**Problem set**.
(1) Reproduce the passage of the news report on security for Bangladesh's former prime ministers between "Police have asked" and "the December vote.", inclusive.
(2) In the news report on security for Bangladesh's former prime ministers, how many people were killed by the grenades thrown at the 2004 Dhaka rally?

**Text under study**.
□ □ □

Security tight for Bangladesh ex-PMs as poll nears
Police have tightened security for former prime ministers Hasina and Khaleda Zia in the final run-up to Dec. 29 parliamentary elections.
Police have tightened security for former prime ministers Sheikh Hasina and Begum Khaleda Zia in the final run-up to Dec. 29 parliamentary elections where their parties are the favoured contenders.
Police have asked Hasina to stop lowering the windows of her bullet-proof SUV to wave at crowds on the road, security officials said on Tuesday.
Security measures have increased for both women as they take to the campaign trails, with personal armed guards and military commandoes constantly at their sides.
But the focus turned more on Hasina after local media quoted an Indian television channel saying Harkat-ul-Jihad Islami militants have set up a suicide squad to kill her.
Home Ministry officials would not confirm or deny the report, but said they believed Hasina would be safe.
"Inshallah (god willing), nothing will happen to her," said retired major-general M.A. Matin, home affairs adviser (minister) for the military-backed interim government due to step down after the December vote.
Political analysts and diplomats hope it will mark a return to democracy after two years of emergency rule in which many normal rights were suspended.
A stable, democratically elected civilian government could help attract much needed foreign investment and aid to impoverished Bangladesh, an Indian Ocean country of more than 140 million people with a history frequently marked by turmoil.
Previous elections were marred by violence and fraud, though the government says it will make sure this one is peaceful and credible.
Islamist militants tried to kill Hasina twice before, by planting explosives at a meeting venue in 2002 and throwing grenades at a Dhaka rally in 2004. The grenades killed 23 people and wounded around 150. Hasina survived with partial loss of hearing.
Hasina told an election rally on Monday she was not afraid of death, "as I have been haunted by death throughout my life".
Khaleda also remains defiant of security concerns, speaking at scores of rallies every day and night as she travels to meet voters across the country.
Aside from the security details accompanying candidates, Bangladesh has army troops deployed around the country to try to maintain law and order until the vote is over.
Hasina ruled Bangladesh for five years until 2001 while Khaleda served two five-year terms, with her second ending in October 2006.

□ □ □

(Annotated photo localization records)
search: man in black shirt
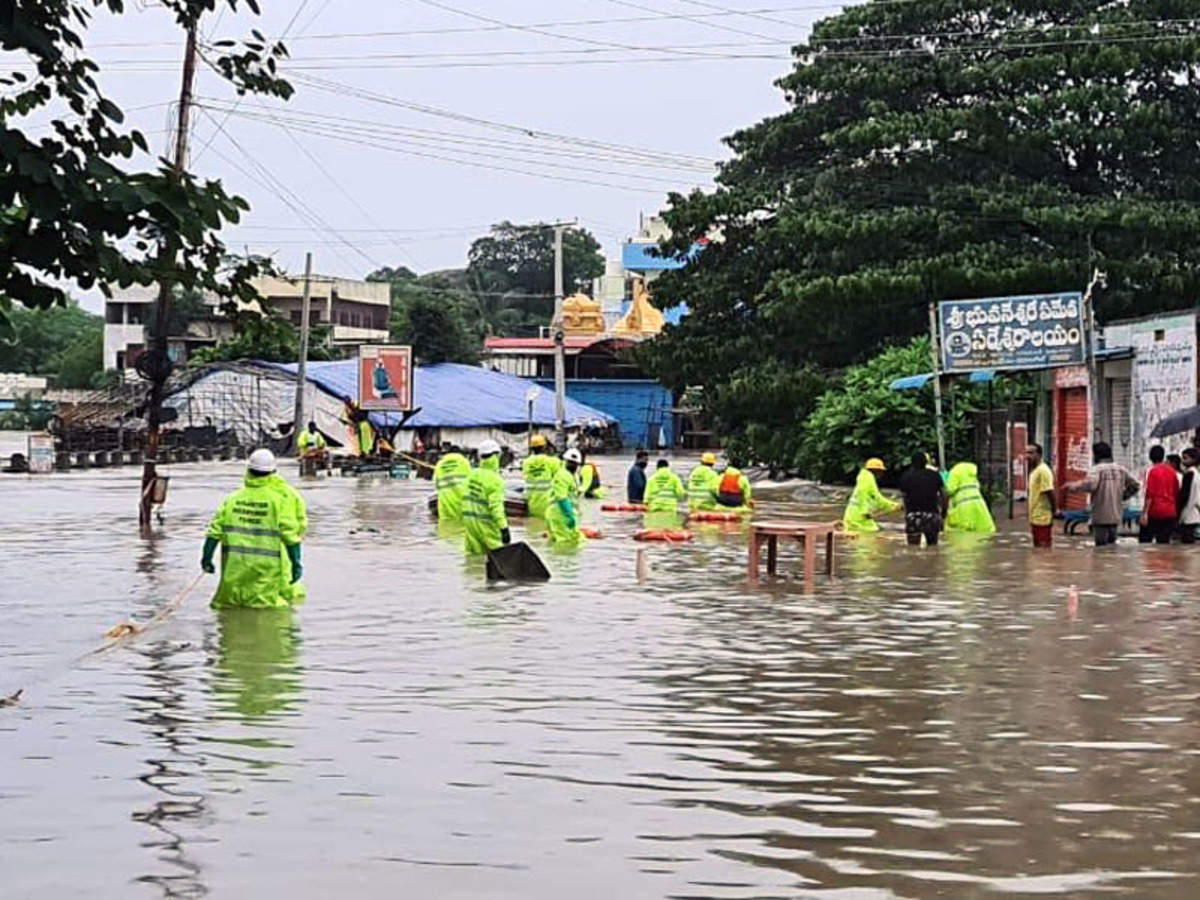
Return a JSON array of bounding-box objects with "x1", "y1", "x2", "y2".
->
[{"x1": 900, "y1": 452, "x2": 946, "y2": 547}]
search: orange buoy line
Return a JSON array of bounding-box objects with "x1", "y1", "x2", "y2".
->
[{"x1": 634, "y1": 528, "x2": 691, "y2": 544}]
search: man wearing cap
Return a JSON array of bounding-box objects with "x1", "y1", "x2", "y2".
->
[
  {"x1": 688, "y1": 454, "x2": 721, "y2": 512},
  {"x1": 546, "y1": 448, "x2": 583, "y2": 547},
  {"x1": 521, "y1": 434, "x2": 563, "y2": 518},
  {"x1": 841, "y1": 457, "x2": 900, "y2": 533},
  {"x1": 462, "y1": 439, "x2": 512, "y2": 554},
  {"x1": 200, "y1": 449, "x2": 304, "y2": 608}
]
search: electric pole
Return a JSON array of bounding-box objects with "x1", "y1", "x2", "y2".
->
[
  {"x1": 292, "y1": 253, "x2": 312, "y2": 454},
  {"x1": 138, "y1": 22, "x2": 197, "y2": 532},
  {"x1": 550, "y1": 220, "x2": 576, "y2": 451}
]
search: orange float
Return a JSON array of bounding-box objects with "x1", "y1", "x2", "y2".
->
[{"x1": 634, "y1": 528, "x2": 691, "y2": 544}]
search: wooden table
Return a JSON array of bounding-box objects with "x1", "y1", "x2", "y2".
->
[{"x1": 749, "y1": 520, "x2": 840, "y2": 590}]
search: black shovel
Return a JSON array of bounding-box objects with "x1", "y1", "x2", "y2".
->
[{"x1": 487, "y1": 542, "x2": 550, "y2": 581}]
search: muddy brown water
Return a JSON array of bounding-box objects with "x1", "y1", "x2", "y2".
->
[{"x1": 0, "y1": 462, "x2": 1200, "y2": 900}]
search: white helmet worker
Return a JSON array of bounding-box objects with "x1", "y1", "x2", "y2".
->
[{"x1": 246, "y1": 448, "x2": 277, "y2": 475}]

□ □ □

**Replies**.
(1)
Police have asked Hasina to stop lowering the windows of her bullet-proof SUV to wave at crowds on the road, security officials said on Tuesday.
Security measures have increased for both women as they take to the campaign trails, with personal armed guards and military commandoes constantly at their sides.
But the focus turned more on Hasina after local media quoted an Indian television channel saying Harkat-ul-Jihad Islami militants have set up a suicide squad to kill her.
Home Ministry officials would not confirm or deny the report, but said they believed Hasina would be safe.
"Inshallah (god willing), nothing will happen to her," said retired major-general M.A. Matin, home affairs adviser (minister) for the military-backed interim government due to step down after the December vote.

(2) 23 people